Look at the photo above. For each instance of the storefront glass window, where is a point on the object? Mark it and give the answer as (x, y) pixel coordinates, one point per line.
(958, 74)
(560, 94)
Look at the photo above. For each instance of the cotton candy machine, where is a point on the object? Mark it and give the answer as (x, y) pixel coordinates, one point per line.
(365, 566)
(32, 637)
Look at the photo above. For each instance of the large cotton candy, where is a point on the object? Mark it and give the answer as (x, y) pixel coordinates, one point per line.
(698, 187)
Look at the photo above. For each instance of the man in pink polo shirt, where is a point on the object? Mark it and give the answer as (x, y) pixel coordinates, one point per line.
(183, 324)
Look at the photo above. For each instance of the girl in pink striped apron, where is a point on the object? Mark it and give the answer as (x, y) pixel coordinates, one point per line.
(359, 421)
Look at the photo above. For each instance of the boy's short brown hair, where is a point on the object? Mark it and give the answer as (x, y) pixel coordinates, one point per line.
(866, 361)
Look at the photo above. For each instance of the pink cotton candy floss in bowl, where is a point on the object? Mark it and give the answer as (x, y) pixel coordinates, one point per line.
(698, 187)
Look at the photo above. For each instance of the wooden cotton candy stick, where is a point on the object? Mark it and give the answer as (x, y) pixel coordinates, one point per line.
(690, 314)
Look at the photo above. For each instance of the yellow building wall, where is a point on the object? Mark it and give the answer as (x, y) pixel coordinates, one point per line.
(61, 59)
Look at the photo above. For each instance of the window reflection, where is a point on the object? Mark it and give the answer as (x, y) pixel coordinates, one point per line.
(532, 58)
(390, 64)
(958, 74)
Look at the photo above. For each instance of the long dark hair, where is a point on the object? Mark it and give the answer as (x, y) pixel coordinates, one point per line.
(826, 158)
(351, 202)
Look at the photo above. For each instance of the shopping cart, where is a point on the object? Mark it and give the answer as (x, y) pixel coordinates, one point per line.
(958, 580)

=-=-=-=-=

Every record in the listing above should be reproduced exactly.

## EXERCISE ANSWER
Look at the photo above. For each instance of the storefront glass window, where is a point on the object? Mark it and give the answer as (x, y) pixel coordinates, one point per line.
(958, 74)
(560, 94)
Look at the photo above. For each instance of the cotton candy machine, where is a point on the object? Mark it and give the answer as (x, y) pixel coordinates, one point per line.
(365, 566)
(32, 637)
Look at the photo above. For each instance of the large cotton candy, where is a point on the object? Mark it and give the answer as (x, y) pixel coordinates, one point per line.
(698, 187)
Look at the photo above. For each instance of the man in pink polo shirt, where is a point on the object? Mark it and give the answer as (x, y) pixel coordinates, one point per line.
(183, 324)
Look at the photo above. For each instance of the girl in pink striped apron, where is a point on the object? Mark it and give the answer as (x, y) pixel coordinates, one point per line.
(359, 421)
Look at the photo above. For each instance of the boy's short brown hair, where is a point on the object? Mark it and give the answer as (x, y) pixel coordinates, one point per line.
(866, 361)
Look at the photo above. For each instance of the pink cotton candy floss in bowl, where is a point on the object? Mark it and give the answer as (x, y) pixel coordinates, one point per line.
(698, 187)
Look at the photo above. For each instance of the wooden cotton candy stick, where is a point on the object? Mark it and give the answer as (x, y) pixel coordinates, one point per line.
(690, 314)
Look at the photo above. For each instance of the yellow building wall, where is a point on the object? Mark it and give the answer as (x, y) pixel coordinates, one point per line.
(61, 59)
Look at the photo above. For each instance of the window reflection, where is a point on the object? Mark it and give the answer as (x, y) pixel coordinates, one point per line.
(532, 58)
(390, 64)
(958, 74)
Look at the photo above. For each instance of the long dark hair, where is a point on the object? Mark it and give the answer as (x, y) pixel coordinates, one point per line.
(826, 158)
(351, 202)
Look at the photo above. For each instance of the shopping cart, where is a point on the object? Mark it and give the answer as (x, y) pixel coordinates, one point per line.
(958, 580)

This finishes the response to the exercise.